Reproduce the following entries verbatim, each one complete.

*** Dataset ***

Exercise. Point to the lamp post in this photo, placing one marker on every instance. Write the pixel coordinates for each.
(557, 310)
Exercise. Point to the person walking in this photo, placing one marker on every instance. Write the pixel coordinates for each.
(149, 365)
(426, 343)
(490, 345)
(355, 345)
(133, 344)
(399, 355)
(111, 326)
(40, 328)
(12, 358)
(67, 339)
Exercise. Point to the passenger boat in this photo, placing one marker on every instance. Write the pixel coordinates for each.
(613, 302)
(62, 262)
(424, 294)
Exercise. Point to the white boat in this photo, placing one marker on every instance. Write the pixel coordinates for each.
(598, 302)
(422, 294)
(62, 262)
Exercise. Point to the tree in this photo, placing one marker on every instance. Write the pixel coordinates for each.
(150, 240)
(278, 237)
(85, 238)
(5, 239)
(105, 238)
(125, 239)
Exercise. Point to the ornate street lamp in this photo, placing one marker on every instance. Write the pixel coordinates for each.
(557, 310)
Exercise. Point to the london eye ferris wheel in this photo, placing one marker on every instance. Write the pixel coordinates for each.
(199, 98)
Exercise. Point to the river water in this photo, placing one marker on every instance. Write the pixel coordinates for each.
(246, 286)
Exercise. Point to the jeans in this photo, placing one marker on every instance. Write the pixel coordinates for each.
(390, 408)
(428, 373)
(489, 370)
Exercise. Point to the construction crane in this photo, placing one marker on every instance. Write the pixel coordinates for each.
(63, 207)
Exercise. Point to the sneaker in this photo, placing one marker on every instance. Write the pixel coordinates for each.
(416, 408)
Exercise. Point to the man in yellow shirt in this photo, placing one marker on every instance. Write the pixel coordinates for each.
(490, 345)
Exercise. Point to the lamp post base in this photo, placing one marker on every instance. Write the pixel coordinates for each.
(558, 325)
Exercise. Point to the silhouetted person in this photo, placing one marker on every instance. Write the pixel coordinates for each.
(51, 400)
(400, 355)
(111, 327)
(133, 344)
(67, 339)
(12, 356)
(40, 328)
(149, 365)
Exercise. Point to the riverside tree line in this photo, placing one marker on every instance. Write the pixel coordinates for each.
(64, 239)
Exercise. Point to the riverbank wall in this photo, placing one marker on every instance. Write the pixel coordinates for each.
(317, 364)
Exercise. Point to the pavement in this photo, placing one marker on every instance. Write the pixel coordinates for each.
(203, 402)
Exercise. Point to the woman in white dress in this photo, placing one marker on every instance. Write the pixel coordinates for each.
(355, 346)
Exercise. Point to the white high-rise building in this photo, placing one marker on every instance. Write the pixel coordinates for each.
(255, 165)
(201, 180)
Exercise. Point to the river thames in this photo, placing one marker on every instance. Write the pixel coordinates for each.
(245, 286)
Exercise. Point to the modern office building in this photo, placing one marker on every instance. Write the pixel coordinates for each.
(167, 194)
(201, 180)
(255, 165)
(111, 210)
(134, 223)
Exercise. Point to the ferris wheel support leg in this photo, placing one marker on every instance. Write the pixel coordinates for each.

*** End of Dataset ***

> Task output:
Exercise. Point to the lamp post in this photo, placing one marker on every instance. Write the pixel coordinates for each.
(557, 310)
Exercise. Point to the person walking in this photo, placing one marker on every instance. Write the pixel coordinates for each.
(149, 365)
(426, 343)
(490, 345)
(355, 345)
(133, 344)
(399, 355)
(111, 326)
(40, 328)
(12, 358)
(67, 339)
Exercise. Point to the passenger boat in this photo, placing one marker on every instance. Write the pixel coordinates for each.
(613, 302)
(62, 262)
(424, 294)
Exercise. Point to the white boat in this photo, placing one marker on every instance. Write the pixel coordinates for each.
(598, 302)
(422, 294)
(62, 262)
Exercise. Point to the tree in this photo, placing one marker on every instance. Write the pixel coordinates for each.
(150, 240)
(278, 237)
(85, 238)
(5, 239)
(105, 238)
(125, 239)
Exercise. Point to the ornate street lamp in this photo, placing one marker on every instance. Write the pixel coordinates for each.
(557, 310)
Exercise. Point to the london eye ferris wheel in this photo, placing one marker on every instance. Write the pixel coordinates for each.
(199, 98)
Exercise. Point to the river water in this photo, placing one marker on every instance. Write the pixel coordinates for each.
(246, 286)
Exercise. Point to the jeans in this photo, placing one marker on every instance. Write the pixel coordinates for each.
(390, 408)
(428, 373)
(489, 370)
Exercise. Point to the construction crane in this photo, placing one marker on every instance. Write the pixel coordinates for each.
(63, 207)
Exercise. Point to the sneaker in this photo, placing one marker on every instance. Write the pixel coordinates for each.
(416, 408)
Exercise. Point to the man in yellow shirt in this photo, placing one marker on every instance. Write the pixel coordinates for each.
(490, 345)
Exercise. Point to the lamp post base in this photo, placing one marker on every instance. Write the pixel coordinates for each.
(558, 325)
Exercise. Point to the silhouetted person in this photo, placing one marker on every instance. Write the pixel coordinates for each.
(51, 400)
(400, 355)
(111, 327)
(133, 344)
(67, 339)
(12, 356)
(40, 328)
(149, 365)
Exercise. Point to the riverside tree line in this photo, placing one marker on every instance. Write the pixel coordinates for each.
(64, 239)
Exercise. Point to the riverbank wall in this photo, placing one marker on every instance. Write the pixel coordinates for each.
(317, 364)
Exercise. Point to the pavement in this photo, placing one marker on every instance. Write the pixel coordinates for each.
(203, 402)
Exercise. Point to the woman in white dress in this photo, placing one marker on every instance. Write the pixel coordinates for each.
(355, 346)
Exercise. Point to the white high-rise building in this photo, placing one marker on every instance. Write the pixel coordinates for each.
(255, 165)
(201, 180)
Exercise. Point to the river thames in this photo, placing one marker on every instance. Write the pixel coordinates for each.
(245, 286)
Exercise. Point to the modern office building in this photo, placing one marker on every instance. Write the pixel coordinates for each.
(167, 194)
(201, 180)
(255, 165)
(111, 210)
(134, 223)
Exercise. Point to the ferris wheel support leg in this photo, placing one marker on every instance. Write the pixel coordinates for each.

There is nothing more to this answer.